◆ **The input**
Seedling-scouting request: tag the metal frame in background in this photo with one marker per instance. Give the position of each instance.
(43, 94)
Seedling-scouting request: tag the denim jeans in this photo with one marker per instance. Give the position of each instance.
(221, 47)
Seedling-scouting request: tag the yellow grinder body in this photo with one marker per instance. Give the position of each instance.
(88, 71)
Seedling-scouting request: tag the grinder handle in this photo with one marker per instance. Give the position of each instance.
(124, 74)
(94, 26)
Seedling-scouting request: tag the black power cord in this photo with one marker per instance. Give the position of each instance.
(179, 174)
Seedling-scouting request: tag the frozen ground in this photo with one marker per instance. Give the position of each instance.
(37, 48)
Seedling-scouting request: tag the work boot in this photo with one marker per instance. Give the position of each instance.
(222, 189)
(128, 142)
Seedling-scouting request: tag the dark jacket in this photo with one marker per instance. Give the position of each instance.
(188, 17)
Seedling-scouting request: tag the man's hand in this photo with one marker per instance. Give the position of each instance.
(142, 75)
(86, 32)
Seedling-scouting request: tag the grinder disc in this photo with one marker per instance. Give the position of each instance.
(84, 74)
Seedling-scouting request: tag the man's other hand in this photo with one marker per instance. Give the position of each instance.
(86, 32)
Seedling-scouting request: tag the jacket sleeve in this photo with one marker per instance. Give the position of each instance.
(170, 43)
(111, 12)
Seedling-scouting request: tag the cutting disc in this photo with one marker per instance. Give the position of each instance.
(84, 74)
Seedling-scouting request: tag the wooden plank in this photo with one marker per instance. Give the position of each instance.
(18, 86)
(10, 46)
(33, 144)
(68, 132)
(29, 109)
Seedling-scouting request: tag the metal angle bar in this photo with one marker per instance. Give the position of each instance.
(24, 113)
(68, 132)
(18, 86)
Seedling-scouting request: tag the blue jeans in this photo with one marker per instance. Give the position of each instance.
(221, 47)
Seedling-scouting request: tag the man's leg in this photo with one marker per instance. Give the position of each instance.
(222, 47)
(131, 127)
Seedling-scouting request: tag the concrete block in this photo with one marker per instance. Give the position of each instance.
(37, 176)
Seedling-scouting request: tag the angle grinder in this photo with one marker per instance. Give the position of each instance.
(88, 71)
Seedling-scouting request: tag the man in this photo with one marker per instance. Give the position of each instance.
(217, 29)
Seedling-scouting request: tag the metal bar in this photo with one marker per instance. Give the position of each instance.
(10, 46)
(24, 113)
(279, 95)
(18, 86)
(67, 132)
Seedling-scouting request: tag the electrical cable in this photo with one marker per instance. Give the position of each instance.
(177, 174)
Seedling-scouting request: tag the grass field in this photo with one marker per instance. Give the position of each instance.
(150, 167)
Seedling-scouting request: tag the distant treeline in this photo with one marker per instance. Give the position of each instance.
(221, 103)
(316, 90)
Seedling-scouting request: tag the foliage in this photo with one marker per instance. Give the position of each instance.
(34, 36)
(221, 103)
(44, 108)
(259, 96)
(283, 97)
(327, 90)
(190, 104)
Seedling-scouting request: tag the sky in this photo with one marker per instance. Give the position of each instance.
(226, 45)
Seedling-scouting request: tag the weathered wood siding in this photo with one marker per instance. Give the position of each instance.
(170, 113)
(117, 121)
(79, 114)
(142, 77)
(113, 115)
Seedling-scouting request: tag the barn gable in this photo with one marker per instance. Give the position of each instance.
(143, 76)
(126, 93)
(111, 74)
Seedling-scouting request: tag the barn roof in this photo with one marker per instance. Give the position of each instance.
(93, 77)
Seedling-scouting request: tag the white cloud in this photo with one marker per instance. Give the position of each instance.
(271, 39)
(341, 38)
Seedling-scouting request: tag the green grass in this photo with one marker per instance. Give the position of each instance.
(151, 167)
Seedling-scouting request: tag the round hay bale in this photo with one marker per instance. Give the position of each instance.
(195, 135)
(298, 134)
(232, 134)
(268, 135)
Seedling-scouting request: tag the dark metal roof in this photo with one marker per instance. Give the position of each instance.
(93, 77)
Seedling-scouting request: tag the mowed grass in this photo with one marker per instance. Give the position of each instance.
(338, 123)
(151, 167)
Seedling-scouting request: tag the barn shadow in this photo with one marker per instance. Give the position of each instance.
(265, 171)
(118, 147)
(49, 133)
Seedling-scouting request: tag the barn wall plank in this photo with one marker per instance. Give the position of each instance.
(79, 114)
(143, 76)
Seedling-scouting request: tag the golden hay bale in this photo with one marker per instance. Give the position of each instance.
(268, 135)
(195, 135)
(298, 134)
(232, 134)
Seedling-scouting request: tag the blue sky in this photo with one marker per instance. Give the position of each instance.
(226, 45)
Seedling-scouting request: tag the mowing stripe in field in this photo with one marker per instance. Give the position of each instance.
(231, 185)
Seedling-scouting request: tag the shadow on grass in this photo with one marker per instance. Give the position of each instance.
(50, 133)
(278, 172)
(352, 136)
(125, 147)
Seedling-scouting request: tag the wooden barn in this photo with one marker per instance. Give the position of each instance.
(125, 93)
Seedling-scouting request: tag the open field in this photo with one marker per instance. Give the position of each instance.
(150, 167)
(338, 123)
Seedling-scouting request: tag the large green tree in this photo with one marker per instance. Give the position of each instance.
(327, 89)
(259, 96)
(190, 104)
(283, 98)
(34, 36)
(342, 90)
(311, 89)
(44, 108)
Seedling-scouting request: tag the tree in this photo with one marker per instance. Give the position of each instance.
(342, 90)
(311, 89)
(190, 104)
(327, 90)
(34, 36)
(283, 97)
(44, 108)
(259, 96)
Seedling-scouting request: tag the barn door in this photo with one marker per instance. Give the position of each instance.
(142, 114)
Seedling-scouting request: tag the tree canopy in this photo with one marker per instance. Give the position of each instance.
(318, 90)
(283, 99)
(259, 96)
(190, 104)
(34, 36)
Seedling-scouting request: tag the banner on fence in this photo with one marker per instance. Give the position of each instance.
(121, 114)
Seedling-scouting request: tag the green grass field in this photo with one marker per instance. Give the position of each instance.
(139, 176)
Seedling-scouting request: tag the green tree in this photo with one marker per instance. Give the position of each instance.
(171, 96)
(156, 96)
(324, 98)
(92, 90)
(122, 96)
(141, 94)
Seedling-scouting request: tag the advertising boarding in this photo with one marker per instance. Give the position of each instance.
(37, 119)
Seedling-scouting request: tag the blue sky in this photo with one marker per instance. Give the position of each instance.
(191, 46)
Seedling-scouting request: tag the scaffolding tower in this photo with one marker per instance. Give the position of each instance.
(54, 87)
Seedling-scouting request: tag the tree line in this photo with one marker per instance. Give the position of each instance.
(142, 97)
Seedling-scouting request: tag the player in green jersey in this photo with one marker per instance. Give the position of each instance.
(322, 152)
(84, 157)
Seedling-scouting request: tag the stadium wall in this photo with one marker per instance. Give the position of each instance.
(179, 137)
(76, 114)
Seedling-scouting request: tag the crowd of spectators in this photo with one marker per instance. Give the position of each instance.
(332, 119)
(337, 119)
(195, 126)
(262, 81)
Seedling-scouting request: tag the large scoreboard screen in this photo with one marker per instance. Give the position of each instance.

◆ **Exercise**
Transcribe the records in full, so that each line reads exactly as before.

◆ **Answer space**
Seedling-scouting request: tag the metal frame in background in this photo with one marker per instance. Give the position of each instance.
(43, 94)
Seedling-scouting request: tag the denim jeans in this photo with one marker per instance. Give the position of each instance.
(221, 47)
Seedling-scouting request: tag the yellow grinder body in this photo with one marker per instance. Give the position of each instance.
(88, 71)
Seedling-scouting request: tag the grinder handle in this photo with one marker per instance. Give the position of each instance.
(124, 74)
(94, 26)
Seedling-scouting request: tag the black power cord in this photo with one marker per instance. Give the position of each instance.
(179, 174)
Seedling-scouting request: tag the frozen ground in this photo with one marker per instance. Give the position of each instance.
(37, 48)
Seedling-scouting request: tag the work boot in this photo with one marker per instance. Give the position of each instance.
(222, 189)
(128, 142)
Seedling-scouting request: tag the dark jacket in this photo with one marker per instance. Give the position of each instance.
(188, 17)
Seedling-scouting request: tag the man's hand in this photo with one marker per instance. Give the position of each instance.
(142, 75)
(86, 32)
Seedling-scouting request: tag the grinder disc in this photo with one marker per instance. Give the position of each instance.
(84, 74)
Seedling-scouting request: tag the man's other hand in this photo with one marker per instance. Give the position of each instance.
(86, 32)
Seedling-scouting request: tag the jacket sleeve in this photo with one marker per instance. Give the position of each instance.
(170, 43)
(111, 12)
Seedling-scouting request: tag the cutting disc in this photo with one marker per instance. Give the position of each instance.
(84, 74)
Seedling-scouting request: tag the wooden plank in this photo with one marker per instance. Give the position of each instance.
(18, 86)
(10, 46)
(33, 144)
(68, 132)
(29, 109)
Seedling-scouting request: tag the metal angle bar in this photo with one marker per instance. Give the position of each instance.
(24, 113)
(68, 132)
(18, 86)
Seedling-scouting request: tag the blue jeans in this photo with one marker per instance. Give the position of each instance.
(221, 47)
Seedling-scouting request: tag the man's leg in this photo with one marker per instance. Give the position of each instance.
(222, 47)
(131, 127)
Seedling-scouting request: tag the concrete block in this photo with one marker per instance. Give the position of each instance.
(37, 176)
Seedling-scouting request: tag the angle grinder in this photo with one marker per instance. Give the position of each instance.
(88, 71)
Seedling-scouting request: tag the man in this photo with one marker per instance. Give the position of each instance.
(217, 29)
Seedling-scouting request: tag the metal bar in this photo with one marker per instance. Give the position of each instance.
(10, 46)
(24, 113)
(279, 95)
(18, 86)
(67, 132)
Seedling-scouting request: tag the electrical cable in this photo with one marker per instance. Give the position of each instance.
(177, 174)
Seedling-scouting request: tag the grass field in this photo with one marker per instance. Give the position of each instance.
(150, 167)
Seedling-scouting request: tag the distant treeline in this photo with one marker per instance. Give the position of each instance.
(221, 103)
(316, 90)
Seedling-scouting request: tag the foliage in this photo with one marker per instance. Give the position of each instance.
(34, 36)
(221, 103)
(44, 108)
(259, 96)
(283, 97)
(327, 90)
(190, 104)
Seedling-scouting request: tag the sky in this photo with one marker per instance. Give the position of each instance.
(226, 45)
Seedling-scouting request: tag the weathered wood siding in this photo with one marker per instance. Give the position of each instance.
(170, 113)
(117, 121)
(79, 114)
(142, 77)
(113, 115)
Seedling-scouting request: tag the barn gable in this photo with one marker per instance. Give the position of each instance.
(143, 76)
(126, 93)
(111, 74)
Seedling-scouting request: tag the barn roof in this photo with one marker per instance. Give the position of each instance.
(93, 77)
Seedling-scouting request: tag the white cloud in this photo with one marker per instance. Give the position of each instance.
(271, 39)
(341, 38)
Seedling-scouting request: tag the green grass in this photo with one marker per instance. Give the position of each instance.
(151, 167)
Seedling-scouting request: tag the round hay bale in this photo with one marker per instance. Give the position of each instance.
(195, 135)
(298, 134)
(232, 134)
(268, 135)
Seedling-scouting request: tag the dark metal roof in this photo with one marker per instance. Give the position of each instance.
(93, 77)
Seedling-scouting request: tag the mowed grass in this photo with one marker per instance. Give the position of each instance.
(338, 123)
(151, 167)
Seedling-scouting request: tag the barn shadow in this photo with one marker per instance. Give the position of each instance.
(265, 171)
(118, 147)
(49, 133)
Seedling-scouting request: tag the barn wall plank in this photo with one marker per instance. Give the position of each instance.
(79, 114)
(143, 76)
Seedling-scouting request: tag the golden hay bale in this photo with one marker per instance. Give the position of each instance.
(268, 135)
(195, 135)
(298, 134)
(232, 134)
Seedling-scouting request: tag the blue sky in this photo with one marker per instance. Give the position of each instance.
(226, 45)
Seedling-scouting request: tag the mowing stripe in field in this photo with one marker per instance. Give the position of each instance.
(231, 185)
Seedling-scouting request: tag the shadow on grass in this photo with one marker per instance. Give the position of each instance.
(50, 133)
(278, 172)
(352, 136)
(125, 147)
Seedling-scouting request: tag the wooden barn in this photo with one marker per instance. Give the position of each instance.
(125, 93)
Seedling-scouting request: tag the open field in this photo with one marker per instance. Give the position of each instance.
(150, 167)
(338, 123)
Seedling-scouting request: tag the large green tree in this photo with one marker per instance. Give the position of each instance.
(327, 89)
(259, 96)
(190, 104)
(283, 98)
(34, 36)
(342, 90)
(311, 89)
(44, 108)
Seedling-scouting request: tag the tree in this photo with one marker per instance. Give the position of each instance.
(342, 90)
(311, 89)
(190, 104)
(327, 90)
(34, 36)
(283, 97)
(44, 108)
(259, 96)
Seedling-scouting request: tag the barn door in this photo with one marker per instance. Give the position of each instance.
(142, 114)
Seedling-scouting request: tag the tree canopy in this photo with one marker per instance. Give the position of each instance.
(318, 90)
(283, 99)
(259, 96)
(190, 104)
(34, 36)
Seedling-scouting request: tag the banner on fence in this photo with one marker per instance. Give the position of each instance.
(121, 114)
Seedling-scouting request: tag the green grass field in this photo with one marker per instance. Give the position of each instance.
(139, 176)
Seedling-scouting request: tag the green tree in this photo with one marker per instance. Give the position of each instance.
(171, 96)
(156, 96)
(324, 98)
(92, 90)
(122, 96)
(141, 94)
Seedling-scouting request: tag the advertising boarding in this photo with one marker per instance. Give the position of each instance.
(37, 119)
Seedling-scouting request: tag the blue sky in this photo with one marker per instance. Give the position of each instance.
(191, 46)
Seedling-scouting request: tag the scaffolding tower in this photo with one marker per instance. Give the position of each instance.
(54, 87)
Seedling-scouting request: tag the tree line in this photo with one marker per instance. Give the position of each instance.
(142, 97)
Seedling-scouting request: tag the player in green jersey in this photo with one marker per instance. Give the position of each instance.
(322, 152)
(84, 157)
Seedling-scouting request: tag the stadium wall in this photo with one marker per instance. Give the position of each instance.
(179, 137)
(76, 114)
Seedling-scouting request: tag the crowd of spectators in this photo with one marker per instance. Give the position of each instance.
(332, 119)
(337, 119)
(195, 126)
(262, 81)
Seedling-scouting request: tag the large scoreboard screen in this photo with one marker per instance. Give the position of each instance.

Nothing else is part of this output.